### TEXTO DEL DOCUMENTO:
■ ■ ■ ■

Hubo así silencio en Las Ventas antes de la corrida de Victorino. Sólo que, viviendo únicamente de las modas del presente, de la inmediatez canalizada por las redes sociales, se nos olvidó ese día acordarnos de Chocolate, un taurino clásico que también lloró desconsoladamente por la muerte de un niño torero, de su Yiyete, ese que sí que llegó a conseguir su sueño antes de que la muerte impidiera su advenimiento en la cumbre.

Banderillero antes que mozo de espadas, y buena gente antes que cualquier otra cosa, Chocolate no tuvo su silencio masivo en Madrid, que bien pudiera haber compartido con Adrián. Pero un extraño protocolo policial, que no tiene verdadera memoria del toreo, dirige estos tristes actos venteños, a veces tan sentidos como el domingo, pero también a veces tan insuficientes.

El caso es que, con o sin silencio, en esa plaza donde tantas veces mostró su buen hacer a uno u otro lado de la barrera, unos cuantos nos acordamos de Juan Bellido Romero, en el melancólico clamor interno que nos deja la ausencia de otro de los nuestros, de otro auténtico que se lleva la esencia de unos tiempos distintos para unirse a la tertulia eterna de los grandes.

■ ■ ■ ■

### QUÉ HACER:
Escribe la continuación del texto sobre el banderillero Chocolate a partir de su último párrafo.

### MATERIAL RECOPILADO:
■ ■ ■ ■

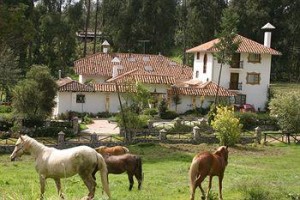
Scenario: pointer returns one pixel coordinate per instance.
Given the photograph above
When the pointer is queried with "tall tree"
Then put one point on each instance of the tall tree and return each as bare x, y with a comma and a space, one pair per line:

■ ■ ■ ■

### RESPUESTA DEL EJERCICIO:
Y es que hay silencios públicos y silencios íntimos, pero también silencios prudentes y elegantes, como el que está guardando el novillero Ángel Sánchez ante la lapidación pública a la que le han sometido por rechazar la firma de un contrato de apoderamiento con Ortega Cano.

El joven madrileño, tras su gran actuación de hace nueve días en Las Ventas, ha decidido quedarse con quien le apoyó y dirigió su carrera desde el primer momento, el matador retirado y ganadero Carlos Aragón Cancela, que ha sido el que incluso le ha conseguido las pocas novilladas picadas que ha podido torear.

Con ello, digan lo que digan, ha demostrado el chaval, al que se le atisba personalidad y determinación de hombre hecho y derecho, un agradecimiento profundo a quien más lo merece, más allá de los focos y de las apariencias. Y pese al retorcido y sesgado maltrato radiofónico que cuentan que ha sufrido, ha sabido mantener la calma y el silencio respetuoso hacia un maestro que ha pasado solo puntualmente por el arranque de la que parece una prometedora carrera.

Choca, por tanto, ese clamor periodístico que intenta sentenciar cruelmente a un simple novillero frente la trastienda de su prudencia, en la que debe haber poderosas razones, quién sabe si alguna que otra cláusula leonina y abusiva, que la prepotencia periodística ni se ha molestado en averiguar.

Pero lo peor de toda esta forzada polémica es que en apenas una semana el clamor de su soberbia faena, ese alarde de gran toreo que Sánchez ya llevaba dentro, ha quedado silenciado por el griterío del cotilleo y del resentimiento. Así de nefasto es el periodismo mal entendido, que no respeta ni el futuro con tal de primar la mezquindad de su presente.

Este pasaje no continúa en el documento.